## Named-object pointing records

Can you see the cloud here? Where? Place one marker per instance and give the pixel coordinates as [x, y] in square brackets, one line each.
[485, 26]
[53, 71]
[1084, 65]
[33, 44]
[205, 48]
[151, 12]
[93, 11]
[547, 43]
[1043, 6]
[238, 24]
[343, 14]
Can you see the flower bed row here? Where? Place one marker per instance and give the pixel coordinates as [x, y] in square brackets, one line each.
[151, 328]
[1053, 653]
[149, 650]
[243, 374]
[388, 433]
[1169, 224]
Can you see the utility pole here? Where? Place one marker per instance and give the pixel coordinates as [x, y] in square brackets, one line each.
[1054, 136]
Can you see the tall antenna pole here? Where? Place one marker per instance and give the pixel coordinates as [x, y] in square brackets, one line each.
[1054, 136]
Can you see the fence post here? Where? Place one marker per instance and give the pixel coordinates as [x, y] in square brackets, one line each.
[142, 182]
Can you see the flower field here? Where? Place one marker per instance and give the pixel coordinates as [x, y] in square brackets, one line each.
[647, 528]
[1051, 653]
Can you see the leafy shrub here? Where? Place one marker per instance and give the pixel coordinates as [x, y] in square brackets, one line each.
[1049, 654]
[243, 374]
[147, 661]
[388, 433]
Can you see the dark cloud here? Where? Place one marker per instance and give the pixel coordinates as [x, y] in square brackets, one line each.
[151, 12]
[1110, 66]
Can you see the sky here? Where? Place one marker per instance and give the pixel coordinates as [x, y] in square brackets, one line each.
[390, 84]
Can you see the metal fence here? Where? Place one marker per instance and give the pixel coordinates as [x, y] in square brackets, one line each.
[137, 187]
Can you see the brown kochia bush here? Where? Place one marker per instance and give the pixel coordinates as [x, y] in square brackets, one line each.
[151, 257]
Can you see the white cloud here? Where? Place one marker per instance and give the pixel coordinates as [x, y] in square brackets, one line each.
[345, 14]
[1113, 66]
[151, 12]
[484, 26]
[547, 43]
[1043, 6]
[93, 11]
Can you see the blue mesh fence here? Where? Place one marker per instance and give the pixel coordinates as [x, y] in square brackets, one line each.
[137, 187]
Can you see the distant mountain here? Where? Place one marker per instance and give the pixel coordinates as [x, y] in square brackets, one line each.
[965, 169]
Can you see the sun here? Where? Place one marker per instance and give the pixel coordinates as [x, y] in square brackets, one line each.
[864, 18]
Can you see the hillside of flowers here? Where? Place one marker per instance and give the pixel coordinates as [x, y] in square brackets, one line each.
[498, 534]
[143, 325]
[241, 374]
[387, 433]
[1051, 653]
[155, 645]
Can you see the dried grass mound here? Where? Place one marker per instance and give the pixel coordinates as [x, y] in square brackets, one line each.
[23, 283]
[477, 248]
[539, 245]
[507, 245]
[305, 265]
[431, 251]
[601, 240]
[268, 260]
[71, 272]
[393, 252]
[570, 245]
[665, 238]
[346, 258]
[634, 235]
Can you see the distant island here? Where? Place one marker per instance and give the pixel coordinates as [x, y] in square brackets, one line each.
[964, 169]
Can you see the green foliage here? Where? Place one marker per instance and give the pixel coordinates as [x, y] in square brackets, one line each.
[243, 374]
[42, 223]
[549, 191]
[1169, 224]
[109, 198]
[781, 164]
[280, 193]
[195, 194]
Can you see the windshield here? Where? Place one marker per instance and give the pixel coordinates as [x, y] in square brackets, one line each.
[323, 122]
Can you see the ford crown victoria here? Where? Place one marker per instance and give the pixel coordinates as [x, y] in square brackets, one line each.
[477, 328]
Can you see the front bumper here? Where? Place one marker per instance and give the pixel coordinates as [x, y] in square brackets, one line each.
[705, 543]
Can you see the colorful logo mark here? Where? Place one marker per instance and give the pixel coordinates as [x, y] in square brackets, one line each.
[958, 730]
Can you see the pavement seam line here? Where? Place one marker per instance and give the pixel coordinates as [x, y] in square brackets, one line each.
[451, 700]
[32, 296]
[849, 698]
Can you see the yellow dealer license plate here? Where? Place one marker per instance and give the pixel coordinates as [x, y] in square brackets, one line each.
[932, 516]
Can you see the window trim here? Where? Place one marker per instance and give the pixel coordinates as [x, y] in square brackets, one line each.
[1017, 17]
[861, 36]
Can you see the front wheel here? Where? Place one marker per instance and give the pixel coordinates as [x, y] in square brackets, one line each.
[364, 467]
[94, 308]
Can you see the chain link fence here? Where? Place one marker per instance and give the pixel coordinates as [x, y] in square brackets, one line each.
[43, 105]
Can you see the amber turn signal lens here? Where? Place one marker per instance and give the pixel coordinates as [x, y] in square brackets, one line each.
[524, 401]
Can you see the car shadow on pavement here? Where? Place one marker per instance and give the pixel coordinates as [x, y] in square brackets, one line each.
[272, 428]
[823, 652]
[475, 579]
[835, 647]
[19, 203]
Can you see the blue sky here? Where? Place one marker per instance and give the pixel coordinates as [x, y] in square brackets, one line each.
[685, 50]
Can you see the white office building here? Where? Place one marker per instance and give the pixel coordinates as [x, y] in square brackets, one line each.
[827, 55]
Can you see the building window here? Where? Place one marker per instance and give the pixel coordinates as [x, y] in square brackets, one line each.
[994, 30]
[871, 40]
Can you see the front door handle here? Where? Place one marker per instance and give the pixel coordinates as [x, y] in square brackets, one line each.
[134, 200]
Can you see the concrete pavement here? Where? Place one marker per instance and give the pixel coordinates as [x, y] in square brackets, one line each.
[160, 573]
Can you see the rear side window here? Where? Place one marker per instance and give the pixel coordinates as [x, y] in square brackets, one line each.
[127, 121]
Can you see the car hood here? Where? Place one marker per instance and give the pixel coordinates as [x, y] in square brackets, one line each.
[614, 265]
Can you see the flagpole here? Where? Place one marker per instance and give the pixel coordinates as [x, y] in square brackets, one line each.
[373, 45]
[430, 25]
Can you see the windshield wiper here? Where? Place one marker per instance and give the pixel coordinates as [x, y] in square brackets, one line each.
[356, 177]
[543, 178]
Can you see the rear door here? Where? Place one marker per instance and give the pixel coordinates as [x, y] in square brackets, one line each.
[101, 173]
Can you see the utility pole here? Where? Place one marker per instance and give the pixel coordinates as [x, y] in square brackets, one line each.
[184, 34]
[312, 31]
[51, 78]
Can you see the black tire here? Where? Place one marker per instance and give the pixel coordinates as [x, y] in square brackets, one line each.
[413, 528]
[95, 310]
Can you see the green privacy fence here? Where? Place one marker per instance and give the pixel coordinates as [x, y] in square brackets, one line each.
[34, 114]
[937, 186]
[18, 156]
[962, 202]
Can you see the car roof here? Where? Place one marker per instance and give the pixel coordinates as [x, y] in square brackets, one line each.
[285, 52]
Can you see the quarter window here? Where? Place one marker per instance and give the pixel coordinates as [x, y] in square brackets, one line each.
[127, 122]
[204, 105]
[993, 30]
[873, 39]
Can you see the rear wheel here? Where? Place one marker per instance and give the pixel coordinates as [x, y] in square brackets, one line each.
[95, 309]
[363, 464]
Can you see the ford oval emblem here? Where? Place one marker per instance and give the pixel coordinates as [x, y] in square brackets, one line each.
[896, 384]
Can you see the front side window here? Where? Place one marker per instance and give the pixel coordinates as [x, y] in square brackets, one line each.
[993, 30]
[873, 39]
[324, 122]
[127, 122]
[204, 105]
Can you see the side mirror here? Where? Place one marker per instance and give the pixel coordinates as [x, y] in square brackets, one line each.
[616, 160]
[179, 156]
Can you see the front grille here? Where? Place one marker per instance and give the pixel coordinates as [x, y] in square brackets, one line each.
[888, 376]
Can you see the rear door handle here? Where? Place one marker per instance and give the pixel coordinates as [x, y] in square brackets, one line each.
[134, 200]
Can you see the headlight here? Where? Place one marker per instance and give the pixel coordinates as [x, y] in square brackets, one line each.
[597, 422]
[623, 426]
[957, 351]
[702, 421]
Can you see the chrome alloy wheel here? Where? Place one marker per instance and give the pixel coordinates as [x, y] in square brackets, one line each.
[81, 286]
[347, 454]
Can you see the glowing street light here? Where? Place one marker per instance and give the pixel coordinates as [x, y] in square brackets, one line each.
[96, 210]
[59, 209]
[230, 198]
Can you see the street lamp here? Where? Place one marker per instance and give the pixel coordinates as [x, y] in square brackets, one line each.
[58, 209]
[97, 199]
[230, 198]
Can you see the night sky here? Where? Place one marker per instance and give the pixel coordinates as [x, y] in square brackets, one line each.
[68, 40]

## TASK DIRECTIONS
Return, word for word, every line from the line with "Can you see the side" to the final line of the data.

## ANSWER FOR THE TASK
Can you see the side mirror here? Where? Place one marker per instance and give the pixel coordinates as [x, y] in square brackets, one line each.
[616, 160]
[179, 156]
Can you see the front grille here? Where? Place one marker per instance and give the pixel coordinates as [x, y] in square brackets, one line each.
[888, 376]
Can you see the rear door handle here? Where? Place one marker per instance and give the pixel coordinates as [x, y] in square brackets, one line each.
[134, 200]
Can you see the headlight here? Where? Place one marker per instance and give the pixel coordinates as [x, y] in square brackets, one line each.
[597, 422]
[623, 426]
[957, 351]
[702, 421]
Can you see the chrome alloy wheel here? Where? Place one marker per instance and give the pixel coordinates as [x, y] in square brackets, one line each.
[81, 286]
[347, 454]
Can you see the glowing street light here? Where? Place one marker per instance and give the pixel coordinates as [x, y] in square brackets, one line each.
[96, 210]
[59, 209]
[230, 198]
Can you see the street lamp here? Where? Place one marker per instance and give the pixel coordinates as [x, y] in square brackets, one line each.
[58, 209]
[97, 199]
[230, 198]
Can you see the night sky here? Where? Place one marker per instance and give the pixel coordinates as [x, y] in square brackets, one line each.
[68, 40]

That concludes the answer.